__Aim of the exercise__: Please reproduce all of the records below word for word, leaving every line unchanged.

** start Records provided **

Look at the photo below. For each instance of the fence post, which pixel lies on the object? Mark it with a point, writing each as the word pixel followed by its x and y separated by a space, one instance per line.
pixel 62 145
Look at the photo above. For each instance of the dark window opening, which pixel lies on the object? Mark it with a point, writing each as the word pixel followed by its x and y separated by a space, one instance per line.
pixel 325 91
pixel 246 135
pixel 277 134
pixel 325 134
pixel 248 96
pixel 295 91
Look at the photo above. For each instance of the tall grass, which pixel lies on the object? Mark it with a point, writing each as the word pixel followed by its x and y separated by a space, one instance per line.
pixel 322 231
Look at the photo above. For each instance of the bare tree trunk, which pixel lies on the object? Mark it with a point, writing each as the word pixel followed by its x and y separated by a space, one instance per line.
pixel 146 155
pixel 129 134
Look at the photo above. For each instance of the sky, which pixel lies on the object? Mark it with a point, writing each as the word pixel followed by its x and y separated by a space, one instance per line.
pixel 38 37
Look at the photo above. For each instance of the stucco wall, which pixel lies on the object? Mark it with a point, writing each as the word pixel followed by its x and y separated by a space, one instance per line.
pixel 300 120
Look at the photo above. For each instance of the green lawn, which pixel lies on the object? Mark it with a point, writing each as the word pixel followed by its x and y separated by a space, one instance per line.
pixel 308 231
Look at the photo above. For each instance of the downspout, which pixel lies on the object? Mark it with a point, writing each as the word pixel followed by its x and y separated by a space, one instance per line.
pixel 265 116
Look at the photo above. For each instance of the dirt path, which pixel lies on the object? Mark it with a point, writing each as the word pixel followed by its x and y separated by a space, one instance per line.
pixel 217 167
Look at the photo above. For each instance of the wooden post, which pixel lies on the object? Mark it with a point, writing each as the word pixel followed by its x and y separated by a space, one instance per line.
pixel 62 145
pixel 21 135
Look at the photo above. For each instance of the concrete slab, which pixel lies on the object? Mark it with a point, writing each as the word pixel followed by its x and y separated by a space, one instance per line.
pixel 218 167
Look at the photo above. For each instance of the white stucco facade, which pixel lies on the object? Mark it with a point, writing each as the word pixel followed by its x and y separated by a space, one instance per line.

** end Records provided **

__Output of the task__:
Look at the photo below. For each instance of the fence post, which pixel lies on the object? Mark it with a point, writing each as the word pixel followed by its x and y separated by a space, one instance per line.
pixel 62 145
Look at the photo above. For each instance of the dark window opening, which pixel lies on the object? Mark it with a point, writing each as the word pixel followed by its x and y separated by a space, one instance per line.
pixel 325 91
pixel 246 135
pixel 277 134
pixel 325 134
pixel 248 96
pixel 295 91
Look at the photo above. For each instance of the tall grass, which pixel lies on the object? Mark it with a point, writing each as the word pixel followed by its x and y separated by a space, one instance per line.
pixel 322 231
Look at the photo above. For each instance of the bare tree trunk, which pixel lies on the object? Mark it with a point, writing each as the word pixel followed by its x and y separated by a space, one instance per line.
pixel 146 155
pixel 129 134
Look at the photo above. For each instance of the sky, which pixel lies on the object? Mark it with a point, writing each as the word pixel followed by its x and y separated by a space, one instance per line.
pixel 38 37
Look at the photo above. For each instance of the stucco wall, which pixel lies on the object? Mark it with a point, writing each as the word pixel followed by its x and y separated by a space, one instance per line.
pixel 300 120
Look at the photo above. For each instance of the green lawn, which pixel lies on the object? Mark it with a point, writing each as the word pixel followed by its x and y separated by a space, one instance per line.
pixel 308 231
Look at the photo above. For each instance of the downspout, which pixel lies on the object? Mark it with a point, writing each as the word pixel followed by its x and y separated by a space, one instance per line.
pixel 265 116
Look at the photo above. For each instance of the dirt path, which pixel lies on the object? Mark it with a point, writing each as the word pixel followed by its x and y separated by a space, one instance per line.
pixel 217 167
Look at the photo above. For each instance of the wooden post, which pixel lies on the object? Mark it with a point, writing each as the word pixel followed by its x and y separated by a space, one instance per line.
pixel 62 145
pixel 21 135
Look at the photo above. For each instance of the concrete slab, which pixel lies on the object? Mark it with a point, writing each as the word pixel followed by its x and y separated by a space, one instance per line.
pixel 218 167
Look at the photo above. For each instance of the white stucco facade, which pixel lies on the object? Mark it with a point, writing each as the word pixel followed by its x and y separated by a space, one instance per line.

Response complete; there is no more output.